→ TASK INSTRUCTIONS
Copy, exactly and without additions, every line in the records below from the one holding "Produce, for each" through the one holding "positive clicks: (473, 483)", both ends included.

[Records from a collection]
____________________

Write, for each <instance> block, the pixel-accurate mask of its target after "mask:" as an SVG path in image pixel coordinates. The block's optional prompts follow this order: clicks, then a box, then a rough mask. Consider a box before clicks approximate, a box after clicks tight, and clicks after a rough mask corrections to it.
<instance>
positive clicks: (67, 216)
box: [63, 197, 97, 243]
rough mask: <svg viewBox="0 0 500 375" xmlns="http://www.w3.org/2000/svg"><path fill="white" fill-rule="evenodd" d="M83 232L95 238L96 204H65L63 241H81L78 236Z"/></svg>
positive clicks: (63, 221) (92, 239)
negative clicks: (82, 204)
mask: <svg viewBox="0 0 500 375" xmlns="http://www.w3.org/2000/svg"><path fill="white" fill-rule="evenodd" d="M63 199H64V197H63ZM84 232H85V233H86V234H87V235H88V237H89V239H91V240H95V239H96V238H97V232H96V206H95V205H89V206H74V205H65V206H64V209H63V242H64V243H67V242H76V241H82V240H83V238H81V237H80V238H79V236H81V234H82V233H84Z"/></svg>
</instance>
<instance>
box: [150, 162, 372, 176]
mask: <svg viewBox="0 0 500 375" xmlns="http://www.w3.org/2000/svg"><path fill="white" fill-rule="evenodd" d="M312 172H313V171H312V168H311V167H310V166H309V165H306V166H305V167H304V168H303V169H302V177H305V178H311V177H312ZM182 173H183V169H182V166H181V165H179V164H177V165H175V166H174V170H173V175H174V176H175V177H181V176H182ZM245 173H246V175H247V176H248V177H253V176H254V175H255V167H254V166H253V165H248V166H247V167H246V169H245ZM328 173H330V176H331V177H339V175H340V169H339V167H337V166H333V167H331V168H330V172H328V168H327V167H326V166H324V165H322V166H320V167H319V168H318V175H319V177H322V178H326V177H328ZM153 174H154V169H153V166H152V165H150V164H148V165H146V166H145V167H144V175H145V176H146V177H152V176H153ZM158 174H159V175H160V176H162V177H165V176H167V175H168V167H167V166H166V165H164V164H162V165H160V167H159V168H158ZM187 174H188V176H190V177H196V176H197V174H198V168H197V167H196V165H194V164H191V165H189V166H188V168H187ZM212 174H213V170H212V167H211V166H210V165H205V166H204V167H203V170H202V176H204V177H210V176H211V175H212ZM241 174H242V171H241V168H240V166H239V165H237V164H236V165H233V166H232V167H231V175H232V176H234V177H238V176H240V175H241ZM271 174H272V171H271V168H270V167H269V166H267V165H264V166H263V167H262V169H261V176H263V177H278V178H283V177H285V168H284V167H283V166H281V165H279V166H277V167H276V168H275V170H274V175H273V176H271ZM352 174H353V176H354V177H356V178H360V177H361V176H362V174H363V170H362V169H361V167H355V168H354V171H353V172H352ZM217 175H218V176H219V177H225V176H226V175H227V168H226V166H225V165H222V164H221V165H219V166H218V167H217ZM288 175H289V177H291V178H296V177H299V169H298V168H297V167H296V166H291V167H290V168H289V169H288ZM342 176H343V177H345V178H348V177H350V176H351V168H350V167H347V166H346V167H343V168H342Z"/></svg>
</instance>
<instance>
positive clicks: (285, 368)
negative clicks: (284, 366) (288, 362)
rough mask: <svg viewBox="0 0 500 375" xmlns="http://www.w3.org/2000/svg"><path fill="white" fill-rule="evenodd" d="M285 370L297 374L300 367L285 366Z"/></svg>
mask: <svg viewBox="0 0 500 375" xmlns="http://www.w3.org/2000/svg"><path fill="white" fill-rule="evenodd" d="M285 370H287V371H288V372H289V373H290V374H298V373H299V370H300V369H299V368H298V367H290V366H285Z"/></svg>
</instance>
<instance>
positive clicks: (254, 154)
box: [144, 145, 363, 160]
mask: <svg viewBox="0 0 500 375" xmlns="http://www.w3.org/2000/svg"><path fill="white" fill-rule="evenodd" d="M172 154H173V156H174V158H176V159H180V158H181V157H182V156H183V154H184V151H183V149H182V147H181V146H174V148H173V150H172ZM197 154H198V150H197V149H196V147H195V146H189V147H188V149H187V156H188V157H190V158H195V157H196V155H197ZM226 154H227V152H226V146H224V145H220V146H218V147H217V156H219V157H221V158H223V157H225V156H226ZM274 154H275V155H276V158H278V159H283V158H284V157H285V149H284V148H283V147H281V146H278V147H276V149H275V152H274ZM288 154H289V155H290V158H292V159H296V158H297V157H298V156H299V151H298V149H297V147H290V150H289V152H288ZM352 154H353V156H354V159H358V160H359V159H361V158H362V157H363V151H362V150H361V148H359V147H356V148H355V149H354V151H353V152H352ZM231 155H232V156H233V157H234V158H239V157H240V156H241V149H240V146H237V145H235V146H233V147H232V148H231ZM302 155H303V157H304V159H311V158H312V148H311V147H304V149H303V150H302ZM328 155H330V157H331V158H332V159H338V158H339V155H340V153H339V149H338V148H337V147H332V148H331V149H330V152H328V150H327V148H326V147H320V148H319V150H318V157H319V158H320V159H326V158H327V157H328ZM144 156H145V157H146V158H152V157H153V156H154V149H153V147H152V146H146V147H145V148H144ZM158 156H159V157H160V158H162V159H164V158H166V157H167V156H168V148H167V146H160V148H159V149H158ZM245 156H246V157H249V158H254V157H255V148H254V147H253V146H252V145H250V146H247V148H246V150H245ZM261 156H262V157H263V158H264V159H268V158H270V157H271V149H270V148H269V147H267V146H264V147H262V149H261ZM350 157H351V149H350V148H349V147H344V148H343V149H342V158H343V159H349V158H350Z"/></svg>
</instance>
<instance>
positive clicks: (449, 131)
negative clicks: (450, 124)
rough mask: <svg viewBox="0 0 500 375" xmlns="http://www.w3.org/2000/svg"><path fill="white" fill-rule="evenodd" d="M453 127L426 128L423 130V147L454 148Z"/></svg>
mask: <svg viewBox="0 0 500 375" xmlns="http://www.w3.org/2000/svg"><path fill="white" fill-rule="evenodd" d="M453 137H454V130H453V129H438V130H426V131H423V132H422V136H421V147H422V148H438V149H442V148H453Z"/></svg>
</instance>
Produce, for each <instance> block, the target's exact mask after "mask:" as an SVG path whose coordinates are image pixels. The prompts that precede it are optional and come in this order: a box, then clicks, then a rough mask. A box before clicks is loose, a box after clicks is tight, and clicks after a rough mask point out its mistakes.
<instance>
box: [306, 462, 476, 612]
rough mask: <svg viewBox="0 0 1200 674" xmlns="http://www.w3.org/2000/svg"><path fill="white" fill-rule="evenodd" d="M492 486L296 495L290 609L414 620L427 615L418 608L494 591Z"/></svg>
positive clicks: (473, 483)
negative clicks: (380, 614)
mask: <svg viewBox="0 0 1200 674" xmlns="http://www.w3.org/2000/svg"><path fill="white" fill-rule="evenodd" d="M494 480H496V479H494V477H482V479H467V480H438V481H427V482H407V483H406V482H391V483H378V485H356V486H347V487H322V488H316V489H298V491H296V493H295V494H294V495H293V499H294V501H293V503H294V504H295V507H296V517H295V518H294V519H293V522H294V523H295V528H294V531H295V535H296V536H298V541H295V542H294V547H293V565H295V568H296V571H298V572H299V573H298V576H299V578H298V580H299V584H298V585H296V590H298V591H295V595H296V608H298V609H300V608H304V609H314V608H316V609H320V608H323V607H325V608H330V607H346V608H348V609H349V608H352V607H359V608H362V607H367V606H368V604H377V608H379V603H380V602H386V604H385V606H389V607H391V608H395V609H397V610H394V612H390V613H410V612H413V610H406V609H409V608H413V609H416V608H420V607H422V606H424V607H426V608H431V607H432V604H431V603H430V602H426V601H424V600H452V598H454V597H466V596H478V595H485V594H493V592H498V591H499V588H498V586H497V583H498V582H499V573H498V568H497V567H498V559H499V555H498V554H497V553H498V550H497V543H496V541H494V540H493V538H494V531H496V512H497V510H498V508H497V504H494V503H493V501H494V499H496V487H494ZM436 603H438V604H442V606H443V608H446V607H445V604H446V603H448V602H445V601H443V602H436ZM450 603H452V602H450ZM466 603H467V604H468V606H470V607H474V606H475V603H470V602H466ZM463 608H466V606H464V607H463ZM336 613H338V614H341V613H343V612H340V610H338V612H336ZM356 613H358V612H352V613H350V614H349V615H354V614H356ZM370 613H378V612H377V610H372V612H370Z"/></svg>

____________________

→ RESULT OF THIS TASK
Produce, for each <instance> block, the target's exact mask after "mask:" as an SVG path whose coordinates are image pixels. The prompts that precede it are optional and come in this order: a box, then clicks, then a rough mask. A box before clicks is loose, a box after clicks is tight, and clicks after a rough mask point out its mistakes.
<instance>
box: [306, 462, 476, 612]
rough mask: <svg viewBox="0 0 1200 674" xmlns="http://www.w3.org/2000/svg"><path fill="white" fill-rule="evenodd" d="M492 486L296 495L290 609L414 620L427 615L418 608L494 591Z"/></svg>
positive clicks: (473, 483)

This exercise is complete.